In the forum thread about the iPAQ restart problem, which handheld model does the first post say was bought?

• **TEXT TO READ**

========

# HP iPAQ continual restart problem



## darikuri (Oct 10, 2008)

Hi everyone,

I bought a new handheld (PDA) from an online vendor up to 6 months ago, it is a HP iPAQ rx3715 running Windows Mobile (Pocket PC 2003 Pro). I have been using a program I installed from the internet which queries a database and returns a search result- this is my Japanese dictionary. I have had no trouble with using this for months, except where I had a memory issue and needed to close some other programs on the PDA to free it up.

Anyway last night I was using my dictionary program, when the screen went all grainy- I wish I had time for a photo but I didn't- the screen display started showing horizontal lines which gradually turned the display into a gray gradient- like an old computer game where you lose or something, a blinds effect.
After that it restarted itself. I have tried to use the PDA since, but every menu I try and enter causes it to restart, I can't even change the volume from the home screen as this causes a restart too.
Earlier in the day I was using Pocket Word and the calendar but I'm pretty sure that's it.

I have tried leaving it for a while after a restart and accessing a menu, I've tried using it with and without my SD card inserted, I've tried turning it off and leaving the battery out for a few minutes, and I've tried resetting it a few times in a row before I try and access anything. I can't even get to the menu where I can close all running programs so I have no idea if it's a memory issue or not.

I have just tried connecting it to the docking station on the computer, it seems to be charging through the dock, but it won't run the synching program so the computer doesn't know it's connected. I really don't want to perform a hard reset because of files on the PDA but I will as a last resort.

Does anyone have any suggestions?

Thanks very much...


----------



## darikuri (Oct 10, 2008)

Sorry, not sure how to edit my original post...

========

• **PROVIDED MATERIAL**
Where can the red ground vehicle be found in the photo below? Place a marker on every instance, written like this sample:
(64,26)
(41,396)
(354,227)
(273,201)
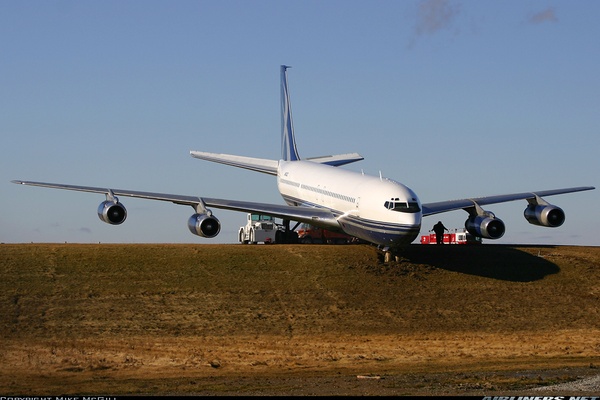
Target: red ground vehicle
(456,236)
(313,234)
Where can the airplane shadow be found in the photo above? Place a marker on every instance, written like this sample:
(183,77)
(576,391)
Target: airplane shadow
(491,261)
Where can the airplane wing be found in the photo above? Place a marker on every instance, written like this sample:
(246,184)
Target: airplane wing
(450,205)
(315,216)
(263,165)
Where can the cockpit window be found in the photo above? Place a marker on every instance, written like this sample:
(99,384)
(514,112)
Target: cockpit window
(402,206)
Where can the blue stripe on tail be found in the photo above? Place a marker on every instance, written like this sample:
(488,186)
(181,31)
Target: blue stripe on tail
(288,141)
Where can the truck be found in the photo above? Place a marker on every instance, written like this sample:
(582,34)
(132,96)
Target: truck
(259,229)
(309,234)
(455,236)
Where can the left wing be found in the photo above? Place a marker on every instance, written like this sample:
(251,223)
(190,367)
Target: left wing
(315,216)
(450,205)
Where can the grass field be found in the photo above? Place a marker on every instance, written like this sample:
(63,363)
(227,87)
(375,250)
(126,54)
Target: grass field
(295,319)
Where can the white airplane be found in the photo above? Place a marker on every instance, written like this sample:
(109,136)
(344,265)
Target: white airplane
(376,209)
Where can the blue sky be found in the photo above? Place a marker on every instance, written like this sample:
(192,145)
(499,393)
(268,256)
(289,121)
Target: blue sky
(453,98)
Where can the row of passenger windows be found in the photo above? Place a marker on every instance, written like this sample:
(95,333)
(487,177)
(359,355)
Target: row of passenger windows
(328,193)
(319,190)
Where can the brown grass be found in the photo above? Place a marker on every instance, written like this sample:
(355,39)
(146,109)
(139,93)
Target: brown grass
(295,319)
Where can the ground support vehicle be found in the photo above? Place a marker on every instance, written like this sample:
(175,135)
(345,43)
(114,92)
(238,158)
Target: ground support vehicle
(455,236)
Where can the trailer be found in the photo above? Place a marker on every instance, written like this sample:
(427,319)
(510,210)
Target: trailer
(455,236)
(309,234)
(259,229)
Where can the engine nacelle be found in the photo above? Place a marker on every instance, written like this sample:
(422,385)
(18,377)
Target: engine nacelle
(112,212)
(544,215)
(204,225)
(485,226)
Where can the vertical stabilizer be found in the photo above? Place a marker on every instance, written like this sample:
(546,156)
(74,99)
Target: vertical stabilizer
(288,141)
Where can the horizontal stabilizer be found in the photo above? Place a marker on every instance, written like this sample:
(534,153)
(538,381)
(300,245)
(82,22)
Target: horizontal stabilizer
(337,160)
(263,165)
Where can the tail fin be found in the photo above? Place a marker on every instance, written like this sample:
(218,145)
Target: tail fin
(288,141)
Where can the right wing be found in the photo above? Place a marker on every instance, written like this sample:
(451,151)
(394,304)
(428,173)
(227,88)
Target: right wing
(450,205)
(315,216)
(268,166)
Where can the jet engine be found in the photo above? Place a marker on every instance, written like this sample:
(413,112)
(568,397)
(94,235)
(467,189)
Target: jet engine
(485,226)
(112,212)
(204,225)
(544,215)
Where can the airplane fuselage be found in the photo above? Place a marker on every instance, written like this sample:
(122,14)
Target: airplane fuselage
(375,209)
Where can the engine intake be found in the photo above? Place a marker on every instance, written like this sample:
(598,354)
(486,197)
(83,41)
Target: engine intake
(204,225)
(112,212)
(544,215)
(485,226)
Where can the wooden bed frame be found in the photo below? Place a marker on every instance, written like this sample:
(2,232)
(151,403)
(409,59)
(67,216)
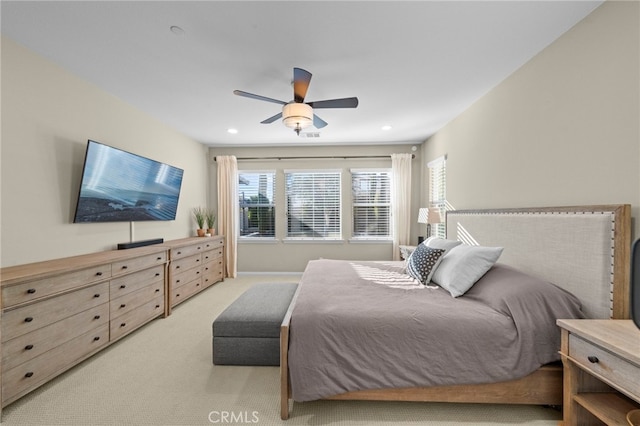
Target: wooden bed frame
(551,242)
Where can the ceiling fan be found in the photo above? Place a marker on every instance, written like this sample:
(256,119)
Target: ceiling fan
(298,114)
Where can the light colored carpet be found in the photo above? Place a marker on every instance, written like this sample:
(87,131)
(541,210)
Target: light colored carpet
(162,374)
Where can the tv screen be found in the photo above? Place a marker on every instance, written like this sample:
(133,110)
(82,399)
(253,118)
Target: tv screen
(118,186)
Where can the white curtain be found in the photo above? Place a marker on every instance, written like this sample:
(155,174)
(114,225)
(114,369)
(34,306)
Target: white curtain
(401,201)
(228,210)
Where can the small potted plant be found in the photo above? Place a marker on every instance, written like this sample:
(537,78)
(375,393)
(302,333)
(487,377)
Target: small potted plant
(199,214)
(210,216)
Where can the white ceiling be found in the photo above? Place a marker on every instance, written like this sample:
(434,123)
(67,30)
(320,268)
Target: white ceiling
(413,65)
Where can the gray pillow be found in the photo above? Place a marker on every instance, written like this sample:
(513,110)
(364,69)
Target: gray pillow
(441,243)
(423,262)
(463,265)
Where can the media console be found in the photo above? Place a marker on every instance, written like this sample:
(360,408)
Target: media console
(57,313)
(143,243)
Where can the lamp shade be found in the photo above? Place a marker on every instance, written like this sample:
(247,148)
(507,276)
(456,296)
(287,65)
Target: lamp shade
(297,115)
(423,215)
(429,215)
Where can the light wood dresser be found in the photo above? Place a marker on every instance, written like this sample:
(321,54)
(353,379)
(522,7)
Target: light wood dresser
(57,313)
(601,371)
(194,265)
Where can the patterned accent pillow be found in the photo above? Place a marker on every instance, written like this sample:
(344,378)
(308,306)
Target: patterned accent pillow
(423,262)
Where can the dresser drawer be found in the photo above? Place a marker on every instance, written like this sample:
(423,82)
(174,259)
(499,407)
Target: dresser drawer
(186,251)
(132,282)
(183,264)
(28,346)
(137,263)
(130,321)
(25,377)
(19,321)
(179,279)
(210,255)
(616,371)
(37,289)
(132,300)
(213,243)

========

• **CORRECT RESPONSE**
An HP iPAQ rx3715 running Windows Mobile (Pocket PC 2003 Pro).